BRIEF A. Edit the fair value note, beginning at the words "Level 3 – Defined" and stopping after "assumptions for the asset or liability.", with "assumptions" changed to "estimates".

EXTRACT.
---+---

We evaluate securities for other than temporary impairment on a quarterly basis and more frequently when economic or market concerns warrant such an evaluation. We have evaluated the unrealized losses above and have determined that these losses do not represent an other than temporary impairment.
NOTE 5 – FAIR VALUE MEASUREMENTS
Our financial instruments, including cash and cash equivalents, accounts receivable and accounts payable, are carried at cost, which approximates fair value due to the short-term maturity of these instruments. Our other financial and non-financial assets and liabilities that are being measured on a recurring basis are measured and reported at fair value.
Fair value is defined as the price that would be received to sell an asset or paid to transfer a liability in an orderly transaction between market participants at the measurement date (exit price). U.S. GAAP establishes a three-tier fair value hierarchy, which prioritizes the inputs used to measure fair value. The hierarchy gives the highest priority to unadjusted quoted prices in active markets for identical assets or liabilities (Level 1 measurements) and the lowest priority to unobservable inputs (Level 3 measurements). The three levels of fair value hierarchy are as follows:
Level 1 – Defined as inputs such as unadjusted quoted prices in active markets for identical assets or liabilities.
Level 2 – Defined as inputs other than quoted prices in active markets that are either directly or indirectly observable for the asset or liability.
Level 3 – Defined as unobservable inputs for use when little or no market data exists, therefore requires an entity to develop its own assumptions for the asset or liability.
Commodity Derivative Instruments — The fair value of the commodity derivative instruments is estimated using a combined income and market valuation methodology based upon observable forward commodity price and volatility curves. The curves are obtained from independent pricing services. We validate the data provided by independent pricing services by comparing such pricing against other third party pricing data.
Interest Rate Derivative Instruments — The fair value of the interest rate derivative instruments is estimated using a combined income and market valuation methodology based upon observable forward interest rates and volatility curves. The curves are obtained from independent pricing services. We validate the data provided by independent pricing services by comparing such pricing against other third party pricing data.
Available for Sale Securities — The fair value of the available-for-sale securities are estimated using actual trade data, broker/dealer quotes, and other similar data, which are obtained from quoted market prices, independent pricing vendors, or other sources. We validate the data provided by independent pricing services to make assessments and determinations as to the ultimate valuation of its investment portfolio by comparing such pricing against other third party pricing data.

---+---

BRIEF B. Render the entries below as a two-column CSV with the columns "request" and "points", one row per entry. Put its text and its answer each in one quoted field with line breaks turned into spaces, beginning at the line that has "the boy's hand" and continuing through the last entry.

Dataset excerpts on object pointing:
---+---

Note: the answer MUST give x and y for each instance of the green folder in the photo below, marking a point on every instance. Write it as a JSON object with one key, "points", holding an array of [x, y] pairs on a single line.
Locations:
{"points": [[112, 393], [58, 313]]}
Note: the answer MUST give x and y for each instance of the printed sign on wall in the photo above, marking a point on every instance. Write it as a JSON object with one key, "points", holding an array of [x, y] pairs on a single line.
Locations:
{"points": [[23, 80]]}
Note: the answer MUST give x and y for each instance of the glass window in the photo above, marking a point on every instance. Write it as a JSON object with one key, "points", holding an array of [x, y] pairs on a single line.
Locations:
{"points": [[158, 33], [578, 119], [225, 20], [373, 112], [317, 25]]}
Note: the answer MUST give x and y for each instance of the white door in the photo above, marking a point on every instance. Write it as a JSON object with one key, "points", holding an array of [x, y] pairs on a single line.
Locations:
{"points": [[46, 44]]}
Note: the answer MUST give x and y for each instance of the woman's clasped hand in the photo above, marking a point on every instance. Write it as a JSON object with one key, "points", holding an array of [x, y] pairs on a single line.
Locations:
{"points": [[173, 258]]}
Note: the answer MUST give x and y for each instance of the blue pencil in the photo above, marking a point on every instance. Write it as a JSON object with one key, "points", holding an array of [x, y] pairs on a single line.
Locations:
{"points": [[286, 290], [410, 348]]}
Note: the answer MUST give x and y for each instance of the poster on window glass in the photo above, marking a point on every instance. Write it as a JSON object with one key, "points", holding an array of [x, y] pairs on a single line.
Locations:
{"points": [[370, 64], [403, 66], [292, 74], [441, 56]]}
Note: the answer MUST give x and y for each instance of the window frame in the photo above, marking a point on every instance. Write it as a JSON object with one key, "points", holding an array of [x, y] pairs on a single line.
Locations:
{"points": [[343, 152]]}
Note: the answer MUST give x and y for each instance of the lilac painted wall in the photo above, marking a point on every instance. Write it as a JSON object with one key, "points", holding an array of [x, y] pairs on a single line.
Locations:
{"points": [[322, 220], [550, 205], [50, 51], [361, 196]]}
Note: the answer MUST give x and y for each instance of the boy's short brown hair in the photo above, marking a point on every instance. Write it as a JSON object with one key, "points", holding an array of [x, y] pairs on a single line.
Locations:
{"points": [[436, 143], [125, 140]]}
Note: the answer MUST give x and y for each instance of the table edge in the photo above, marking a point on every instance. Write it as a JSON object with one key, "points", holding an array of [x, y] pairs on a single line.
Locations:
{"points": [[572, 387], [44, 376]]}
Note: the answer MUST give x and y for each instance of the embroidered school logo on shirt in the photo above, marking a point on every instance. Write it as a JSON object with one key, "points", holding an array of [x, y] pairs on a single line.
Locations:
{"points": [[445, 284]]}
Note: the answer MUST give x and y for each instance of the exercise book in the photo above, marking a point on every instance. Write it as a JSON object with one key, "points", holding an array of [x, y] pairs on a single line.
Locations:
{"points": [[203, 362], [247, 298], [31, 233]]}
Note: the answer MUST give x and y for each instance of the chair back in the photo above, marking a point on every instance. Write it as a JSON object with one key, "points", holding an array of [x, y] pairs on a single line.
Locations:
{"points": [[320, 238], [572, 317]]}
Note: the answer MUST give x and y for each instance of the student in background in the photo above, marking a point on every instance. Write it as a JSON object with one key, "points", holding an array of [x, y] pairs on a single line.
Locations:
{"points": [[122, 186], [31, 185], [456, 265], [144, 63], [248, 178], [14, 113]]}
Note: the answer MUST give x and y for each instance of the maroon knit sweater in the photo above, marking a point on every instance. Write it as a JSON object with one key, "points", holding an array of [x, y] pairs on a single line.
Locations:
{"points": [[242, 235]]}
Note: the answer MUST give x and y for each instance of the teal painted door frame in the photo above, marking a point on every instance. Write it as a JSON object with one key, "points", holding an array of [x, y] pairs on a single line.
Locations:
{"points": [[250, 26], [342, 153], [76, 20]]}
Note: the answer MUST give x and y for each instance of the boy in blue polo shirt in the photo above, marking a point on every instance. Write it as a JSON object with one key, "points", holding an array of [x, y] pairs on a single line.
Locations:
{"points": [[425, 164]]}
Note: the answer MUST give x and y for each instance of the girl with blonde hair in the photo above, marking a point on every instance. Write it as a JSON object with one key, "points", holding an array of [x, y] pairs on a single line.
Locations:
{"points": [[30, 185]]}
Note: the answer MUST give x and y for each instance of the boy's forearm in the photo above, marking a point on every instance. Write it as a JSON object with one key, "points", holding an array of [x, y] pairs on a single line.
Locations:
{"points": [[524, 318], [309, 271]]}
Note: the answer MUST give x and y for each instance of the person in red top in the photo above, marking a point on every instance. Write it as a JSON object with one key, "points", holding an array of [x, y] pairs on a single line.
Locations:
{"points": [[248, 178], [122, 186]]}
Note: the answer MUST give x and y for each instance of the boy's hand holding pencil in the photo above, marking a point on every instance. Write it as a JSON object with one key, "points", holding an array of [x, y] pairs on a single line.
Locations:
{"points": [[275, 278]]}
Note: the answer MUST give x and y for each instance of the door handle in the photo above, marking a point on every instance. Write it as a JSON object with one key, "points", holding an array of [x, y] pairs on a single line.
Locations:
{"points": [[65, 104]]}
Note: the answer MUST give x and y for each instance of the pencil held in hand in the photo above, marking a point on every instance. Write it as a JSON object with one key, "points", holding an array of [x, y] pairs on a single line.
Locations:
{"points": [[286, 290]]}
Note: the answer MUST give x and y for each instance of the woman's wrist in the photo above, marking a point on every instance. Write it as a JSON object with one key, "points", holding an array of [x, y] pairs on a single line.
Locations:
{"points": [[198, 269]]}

---+---

WRITTEN RESPONSE A.
Level 3 – Defined as unobservable inputs for use when little or no market data exists, therefore requires an entity to develop its own estimates for the asset or liability.

WRITTEN RESPONSE B.
request,points
"Note: the answer MUST give x and y for each instance of the boy's hand holding pencil in the photo above, marking a point on every instance. Write it as a JSON object with one key, ""points"", holding an array of [x, y] pairs on a single line. Locations:","{""points"": [[275, 278]]}"
"Note: the answer MUST give x and y for each instance of the door handle in the photo above, marking a point on every instance. Write it as a JSON object with one key, ""points"", holding an array of [x, y] pairs on a single line. Locations:","{""points"": [[65, 104]]}"
"Note: the answer MUST give x and y for each instance of the pencil held in hand in the photo above, marking a point on every instance. Write it as a JSON object with one key, ""points"", holding an array of [x, y] pairs on a single line. Locations:","{""points"": [[286, 290]]}"
"Note: the answer MUST give x and y for each instance of the woman's wrist in the photo above, marking a point on every instance. Write it as a JSON object with one key, ""points"", holding an array of [x, y] pairs on a single line. Locations:","{""points"": [[198, 269]]}"